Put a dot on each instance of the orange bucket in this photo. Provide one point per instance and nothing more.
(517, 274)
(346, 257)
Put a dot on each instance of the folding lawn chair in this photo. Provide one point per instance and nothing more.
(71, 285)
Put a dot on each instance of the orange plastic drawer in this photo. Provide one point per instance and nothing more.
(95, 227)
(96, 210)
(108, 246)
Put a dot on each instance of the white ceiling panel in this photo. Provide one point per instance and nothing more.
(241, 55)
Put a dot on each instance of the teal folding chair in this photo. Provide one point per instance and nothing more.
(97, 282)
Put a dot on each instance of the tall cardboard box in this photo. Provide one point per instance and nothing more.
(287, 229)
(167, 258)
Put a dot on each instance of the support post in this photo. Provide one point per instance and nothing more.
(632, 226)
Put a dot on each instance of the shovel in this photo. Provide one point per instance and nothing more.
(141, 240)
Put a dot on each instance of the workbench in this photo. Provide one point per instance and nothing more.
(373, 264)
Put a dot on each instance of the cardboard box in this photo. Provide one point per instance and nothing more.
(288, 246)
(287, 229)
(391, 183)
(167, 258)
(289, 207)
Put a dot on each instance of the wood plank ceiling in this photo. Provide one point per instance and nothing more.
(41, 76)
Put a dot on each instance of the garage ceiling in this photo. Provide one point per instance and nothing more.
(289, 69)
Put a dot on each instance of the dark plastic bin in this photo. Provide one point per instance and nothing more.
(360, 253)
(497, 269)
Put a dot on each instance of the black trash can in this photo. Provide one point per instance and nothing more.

◆ **The request**: Copy, word for word, the part of the records that begins with the line containing "Put a dot on each instance of the workbench" and continues to the end of the records, including both the first and last lines.

◆ **Solved exercise**:
Put a dot on each instance of the workbench in this photo. Provide one point per instance and nothing more.
(373, 264)
Put a dot on each instance of the cardboard box in this photo. Provide one point per instance and nothing more.
(288, 246)
(287, 229)
(391, 183)
(167, 258)
(289, 207)
Put a dot on each instance of the wood plank ceiling in this photo. Provide one point per instance and nothing more.
(41, 76)
Put a dot on each instance of the garage ceiling in this photo. Provide one point per instance and nothing more.
(289, 69)
Put a dot on each instance of the dark plastic bin in this photo. Provide one point per instance and nothing more.
(360, 253)
(497, 269)
Put a dot on each instance of the black trash can in this photo. Provide one point per instance and nothing more.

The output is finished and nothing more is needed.